## Stated goal
List every line of the material below that contains the word "rocky".

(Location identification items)
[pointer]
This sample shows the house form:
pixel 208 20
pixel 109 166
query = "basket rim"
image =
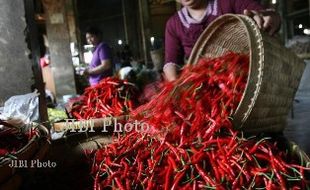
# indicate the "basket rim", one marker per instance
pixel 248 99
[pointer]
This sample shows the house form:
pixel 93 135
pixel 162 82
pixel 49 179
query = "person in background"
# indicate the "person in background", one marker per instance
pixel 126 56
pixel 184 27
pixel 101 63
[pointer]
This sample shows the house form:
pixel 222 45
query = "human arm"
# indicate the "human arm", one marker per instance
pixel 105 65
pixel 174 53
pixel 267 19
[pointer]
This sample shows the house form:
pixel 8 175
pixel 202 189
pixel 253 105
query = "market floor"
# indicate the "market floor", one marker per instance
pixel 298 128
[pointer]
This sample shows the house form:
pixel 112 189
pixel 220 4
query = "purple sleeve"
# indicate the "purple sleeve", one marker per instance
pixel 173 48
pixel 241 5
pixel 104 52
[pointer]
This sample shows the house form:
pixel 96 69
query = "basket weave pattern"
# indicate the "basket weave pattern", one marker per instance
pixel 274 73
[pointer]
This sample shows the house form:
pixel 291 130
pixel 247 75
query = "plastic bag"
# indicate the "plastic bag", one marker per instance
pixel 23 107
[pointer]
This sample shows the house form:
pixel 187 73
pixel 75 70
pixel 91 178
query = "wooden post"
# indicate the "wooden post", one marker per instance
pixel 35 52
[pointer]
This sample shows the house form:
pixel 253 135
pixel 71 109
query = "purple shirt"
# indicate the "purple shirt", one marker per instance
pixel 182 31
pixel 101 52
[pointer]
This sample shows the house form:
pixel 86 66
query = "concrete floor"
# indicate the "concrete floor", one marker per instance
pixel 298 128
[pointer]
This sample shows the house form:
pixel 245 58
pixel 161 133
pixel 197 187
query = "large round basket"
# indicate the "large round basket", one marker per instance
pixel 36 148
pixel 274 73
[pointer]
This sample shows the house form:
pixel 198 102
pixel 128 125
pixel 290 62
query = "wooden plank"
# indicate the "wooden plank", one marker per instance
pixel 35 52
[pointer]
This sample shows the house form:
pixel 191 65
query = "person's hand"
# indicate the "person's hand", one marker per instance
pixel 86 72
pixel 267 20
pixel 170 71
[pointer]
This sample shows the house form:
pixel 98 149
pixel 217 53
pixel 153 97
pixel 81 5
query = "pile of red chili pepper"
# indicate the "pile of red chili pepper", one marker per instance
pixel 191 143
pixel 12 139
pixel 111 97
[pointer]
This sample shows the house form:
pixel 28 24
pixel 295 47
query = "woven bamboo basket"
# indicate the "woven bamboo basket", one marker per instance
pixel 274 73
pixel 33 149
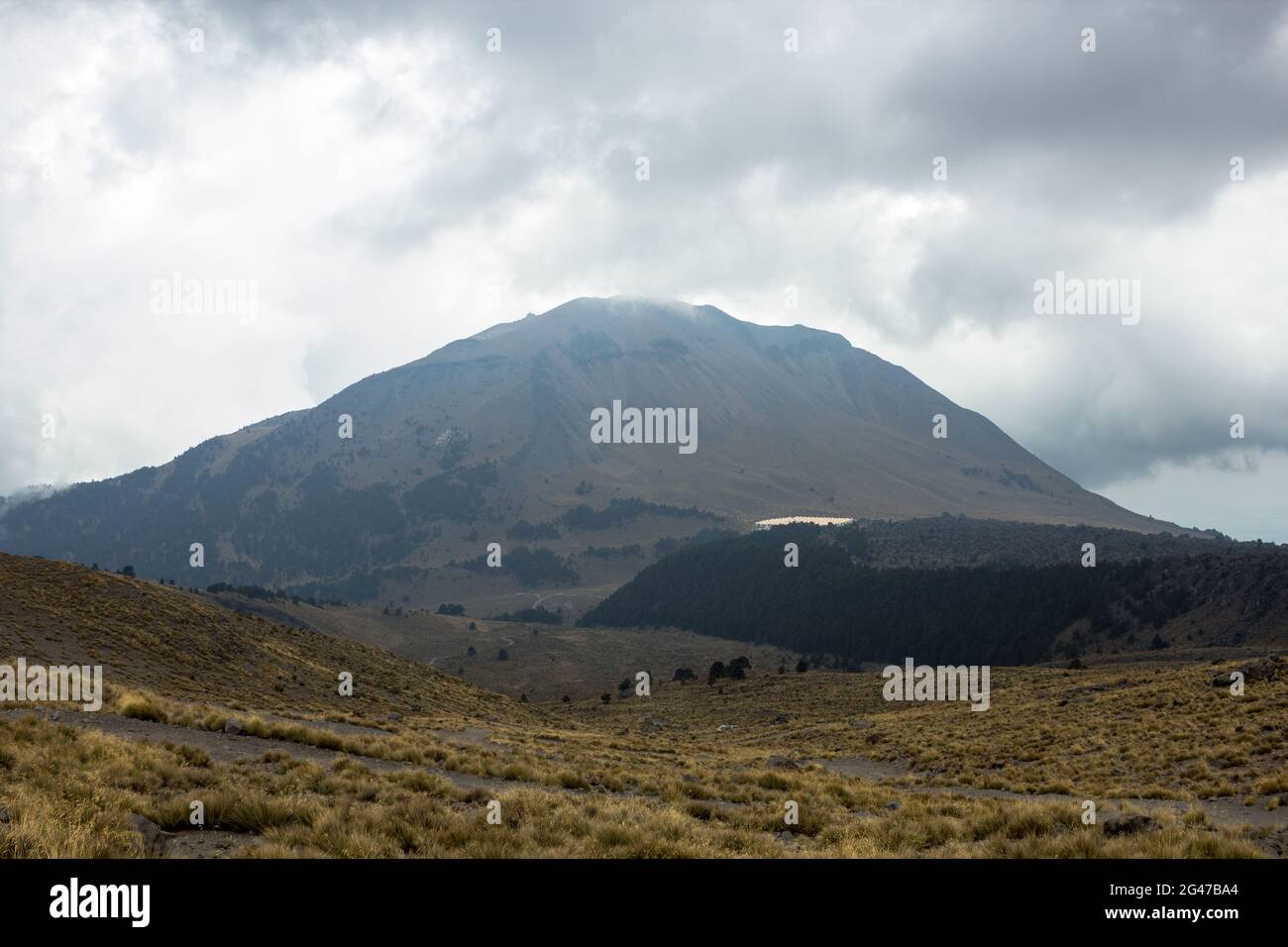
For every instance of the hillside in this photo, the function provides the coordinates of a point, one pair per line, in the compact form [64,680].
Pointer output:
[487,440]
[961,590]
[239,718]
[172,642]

==

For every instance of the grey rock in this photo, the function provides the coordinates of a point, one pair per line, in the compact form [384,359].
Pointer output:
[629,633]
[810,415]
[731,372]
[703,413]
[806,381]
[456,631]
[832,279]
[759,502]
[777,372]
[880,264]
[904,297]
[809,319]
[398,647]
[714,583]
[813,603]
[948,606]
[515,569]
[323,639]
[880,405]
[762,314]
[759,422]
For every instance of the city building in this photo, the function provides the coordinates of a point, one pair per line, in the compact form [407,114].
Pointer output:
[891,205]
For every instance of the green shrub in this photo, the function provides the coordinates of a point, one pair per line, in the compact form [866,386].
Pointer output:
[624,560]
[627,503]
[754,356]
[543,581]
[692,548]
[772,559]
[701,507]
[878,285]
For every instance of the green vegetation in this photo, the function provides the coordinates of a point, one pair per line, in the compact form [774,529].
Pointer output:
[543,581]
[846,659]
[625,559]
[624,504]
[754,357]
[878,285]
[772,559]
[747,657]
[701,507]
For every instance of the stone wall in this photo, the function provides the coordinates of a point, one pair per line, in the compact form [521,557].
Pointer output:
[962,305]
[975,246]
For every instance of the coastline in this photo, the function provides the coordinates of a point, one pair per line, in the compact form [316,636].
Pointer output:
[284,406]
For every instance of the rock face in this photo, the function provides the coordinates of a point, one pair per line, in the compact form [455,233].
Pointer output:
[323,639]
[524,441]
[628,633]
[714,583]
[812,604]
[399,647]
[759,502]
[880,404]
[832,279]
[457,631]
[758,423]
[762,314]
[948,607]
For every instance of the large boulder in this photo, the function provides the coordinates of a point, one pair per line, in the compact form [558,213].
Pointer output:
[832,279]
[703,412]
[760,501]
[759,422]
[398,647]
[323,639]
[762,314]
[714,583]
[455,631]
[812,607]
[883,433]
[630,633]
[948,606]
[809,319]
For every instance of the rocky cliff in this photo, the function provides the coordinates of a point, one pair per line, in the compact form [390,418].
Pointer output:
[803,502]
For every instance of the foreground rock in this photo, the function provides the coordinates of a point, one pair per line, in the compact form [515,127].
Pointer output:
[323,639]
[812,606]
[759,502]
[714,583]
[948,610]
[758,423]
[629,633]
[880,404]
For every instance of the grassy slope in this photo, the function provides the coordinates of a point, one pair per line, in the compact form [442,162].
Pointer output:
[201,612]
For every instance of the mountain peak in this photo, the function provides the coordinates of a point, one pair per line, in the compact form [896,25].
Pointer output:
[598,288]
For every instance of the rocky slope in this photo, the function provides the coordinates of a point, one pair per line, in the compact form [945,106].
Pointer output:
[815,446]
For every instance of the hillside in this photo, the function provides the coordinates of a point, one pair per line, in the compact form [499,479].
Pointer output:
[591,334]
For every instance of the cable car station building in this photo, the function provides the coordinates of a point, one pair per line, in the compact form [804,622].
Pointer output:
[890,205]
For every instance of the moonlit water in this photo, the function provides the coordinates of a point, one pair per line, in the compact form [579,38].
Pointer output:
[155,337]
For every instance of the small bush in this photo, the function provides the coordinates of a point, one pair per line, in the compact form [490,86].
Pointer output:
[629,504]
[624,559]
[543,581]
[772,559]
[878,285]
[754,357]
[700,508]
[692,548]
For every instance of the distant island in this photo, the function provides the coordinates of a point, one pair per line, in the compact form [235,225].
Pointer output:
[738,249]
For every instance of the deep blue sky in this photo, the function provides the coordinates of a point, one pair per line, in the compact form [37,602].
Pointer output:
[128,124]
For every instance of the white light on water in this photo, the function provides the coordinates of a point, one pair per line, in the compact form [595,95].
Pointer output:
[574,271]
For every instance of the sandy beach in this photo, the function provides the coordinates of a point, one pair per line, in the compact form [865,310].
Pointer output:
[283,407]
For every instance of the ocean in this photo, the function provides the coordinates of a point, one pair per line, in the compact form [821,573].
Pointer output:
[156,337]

## Task output
For every instance of the rocky cliff in this photo, the function provides the coordinates of a point, one pair per line, in the compact form [390,418].
For every instance of the rocky slope in this photo, the function provides the coordinates of a point, one pair per line, in the compact form [945,106].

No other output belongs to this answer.